** Requisitos da tarefa **
[A] Reescale o trecho dos registros que vai da linha que contém "around the catcher's" até o fim dos registros, com ambas as pontas incluídas. Reescreva todas essas linhas e multiplique por 0,65 cada coordenada das caixas nas respostas, arredondando para números inteiros, com as metades para cima, e deixe os demais números como estão.
[B] Escreva a continuação do artigo sobre o desgaste da frente conservadora rumo a 2018, começando logo após a última frase apresentada.

** Documento de origem **
☆ ☆ ☆ ☆ ☆

Desastres levarão ao debate de 2018 o custo de ceder as escolhas do desenvolvimento aos magos da gestão racional
Por Saul Leblon, na Carta Maior
Saul Leblon
O esbulho que se impôs ao país como sinônimo de redenção moral e material – a grande frente do dinheiro com a vigarice e o conservadorismo – patina.
Com alguns dos principais personagens enredados na lambança que criticavam, em meio a renitentes sinais de desagregação econômica, a receita tropeça nos seus próprios termos.
Como um boxeador que esmurra o próprio queixo.
O queixo da economia, por exemplo, trincou.
Os golpes desferidos e os ensaiados são tão violentos que já romperam a própria blindagem de uma base política cujo instinto de sobrevivência dirige-se aos botes de salva-vidas, antes que se consuma o naufrágio de 2018.

☆ ☆ ☆ ☆ ☆

** Dados da tarefa **
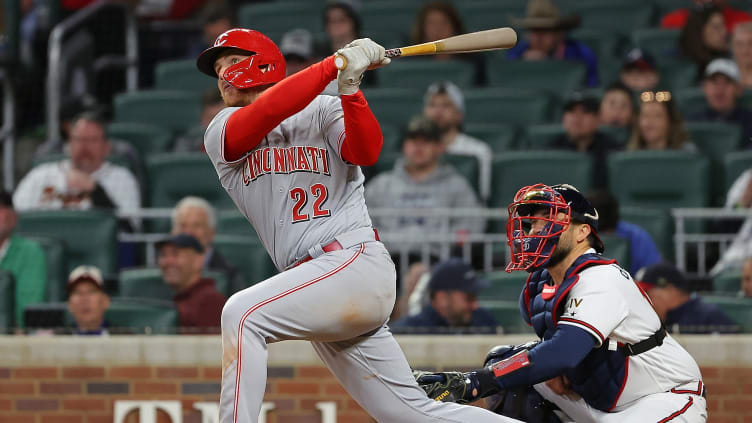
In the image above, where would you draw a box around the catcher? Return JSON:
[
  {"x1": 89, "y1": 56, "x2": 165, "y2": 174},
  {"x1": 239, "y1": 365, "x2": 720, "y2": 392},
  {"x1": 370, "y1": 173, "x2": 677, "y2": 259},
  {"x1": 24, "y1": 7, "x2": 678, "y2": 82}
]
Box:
[{"x1": 415, "y1": 184, "x2": 707, "y2": 423}]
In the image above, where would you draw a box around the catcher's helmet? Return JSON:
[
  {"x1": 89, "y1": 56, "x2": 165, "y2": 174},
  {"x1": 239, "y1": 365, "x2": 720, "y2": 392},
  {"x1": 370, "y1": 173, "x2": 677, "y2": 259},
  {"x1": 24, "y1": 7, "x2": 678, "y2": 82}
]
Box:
[
  {"x1": 506, "y1": 184, "x2": 604, "y2": 272},
  {"x1": 196, "y1": 28, "x2": 285, "y2": 89}
]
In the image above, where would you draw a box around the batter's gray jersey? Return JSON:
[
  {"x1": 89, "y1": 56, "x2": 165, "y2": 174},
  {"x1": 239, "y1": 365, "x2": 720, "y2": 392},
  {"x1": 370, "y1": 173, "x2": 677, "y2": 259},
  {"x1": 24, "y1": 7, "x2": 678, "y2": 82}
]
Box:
[{"x1": 204, "y1": 95, "x2": 371, "y2": 270}]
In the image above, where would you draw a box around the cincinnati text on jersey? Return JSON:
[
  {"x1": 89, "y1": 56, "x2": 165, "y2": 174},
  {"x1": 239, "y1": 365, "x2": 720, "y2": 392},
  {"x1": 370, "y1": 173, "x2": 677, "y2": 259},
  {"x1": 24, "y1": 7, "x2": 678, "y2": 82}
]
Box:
[{"x1": 243, "y1": 145, "x2": 329, "y2": 185}]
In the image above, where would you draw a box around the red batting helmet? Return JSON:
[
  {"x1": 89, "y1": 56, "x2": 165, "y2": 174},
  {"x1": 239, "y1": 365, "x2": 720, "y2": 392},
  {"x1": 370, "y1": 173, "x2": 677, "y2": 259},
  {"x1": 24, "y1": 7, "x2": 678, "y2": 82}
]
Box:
[{"x1": 196, "y1": 28, "x2": 285, "y2": 89}]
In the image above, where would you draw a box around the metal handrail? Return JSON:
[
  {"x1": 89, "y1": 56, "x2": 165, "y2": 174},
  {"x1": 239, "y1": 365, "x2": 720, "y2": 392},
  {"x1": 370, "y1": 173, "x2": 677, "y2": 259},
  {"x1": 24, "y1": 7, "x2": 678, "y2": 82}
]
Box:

☆ ☆ ☆ ☆ ☆

** Resultados do exercício **
[A]
In the image above, where would you draw a box around the catcher's helmet? Return JSON:
[
  {"x1": 89, "y1": 56, "x2": 165, "y2": 174},
  {"x1": 239, "y1": 365, "x2": 720, "y2": 392},
  {"x1": 370, "y1": 173, "x2": 677, "y2": 259},
  {"x1": 24, "y1": 7, "x2": 678, "y2": 82}
]
Box:
[
  {"x1": 329, "y1": 120, "x2": 393, "y2": 177},
  {"x1": 127, "y1": 18, "x2": 185, "y2": 58}
]
In the image above, where would you draw a box around the batter's gray jersey? Return JSON:
[
  {"x1": 89, "y1": 56, "x2": 165, "y2": 174},
  {"x1": 239, "y1": 365, "x2": 720, "y2": 392},
  {"x1": 370, "y1": 173, "x2": 677, "y2": 259},
  {"x1": 24, "y1": 7, "x2": 678, "y2": 82}
]
Box:
[{"x1": 133, "y1": 62, "x2": 241, "y2": 176}]
In the image above, where would you draw a box around the cincinnati text on jersey? Return JSON:
[
  {"x1": 89, "y1": 56, "x2": 165, "y2": 174},
  {"x1": 239, "y1": 365, "x2": 720, "y2": 392},
  {"x1": 370, "y1": 173, "x2": 677, "y2": 259},
  {"x1": 24, "y1": 7, "x2": 678, "y2": 82}
]
Box:
[{"x1": 158, "y1": 94, "x2": 214, "y2": 120}]
In the image above, where would you draw a box around the red batting helmet? Return JSON:
[
  {"x1": 89, "y1": 56, "x2": 165, "y2": 174},
  {"x1": 239, "y1": 365, "x2": 720, "y2": 392},
  {"x1": 370, "y1": 173, "x2": 677, "y2": 259},
  {"x1": 24, "y1": 7, "x2": 678, "y2": 82}
]
Box:
[{"x1": 127, "y1": 18, "x2": 185, "y2": 58}]
In the image above, where would you draw a box around the metal handrail? Return JSON:
[
  {"x1": 89, "y1": 56, "x2": 165, "y2": 174},
  {"x1": 239, "y1": 365, "x2": 720, "y2": 392},
  {"x1": 370, "y1": 173, "x2": 677, "y2": 259},
  {"x1": 24, "y1": 7, "x2": 678, "y2": 82}
]
Box:

[B]
A verdade é que o Governo do Dinheiro arruinou o Brasil.
O que emerge, em contornos cada vez mais nítidos, é uma desastrosa fuga para frente na qual apetites insaciáveis e candidatos a tornozeleira eletrônica combinam-se em um Projeto de Demolição Nacional.
Seu verdadeiro sentido é não ter projeto algum.
É na terra arrasada de salvaguardas regulatórias –leia-se, desprovida de normas que preservem os interesses das maiorias-- que pode prosperar a anacrônica agenda da restauração neoliberal almejada pelas elites locais e estrangeiras.
Recordes negativos se amarrotam na catraca de um jornalismo que mal consegue disfarçar a perplexidade diante do desastre que desautoriza hoje as manchetes otimistas do dia anterior.
Cantado em verso e prosa como o marco zero da recuperação, 2017 já ostenta uma coleção de recordes negativos desconcertantes.
É dele o pior janeiro do setor de serviços desde 2012.
E o pior janeiro em vendas de veículos novos desde 2006.
O pior janeiro em emplacamentos de caminhões novos desde 1997.
O pior janeiro dos supermercados de toda série histórica iniciada em 2001.
O pior fevereiro em transporte aéreo de passageiros desde 2013.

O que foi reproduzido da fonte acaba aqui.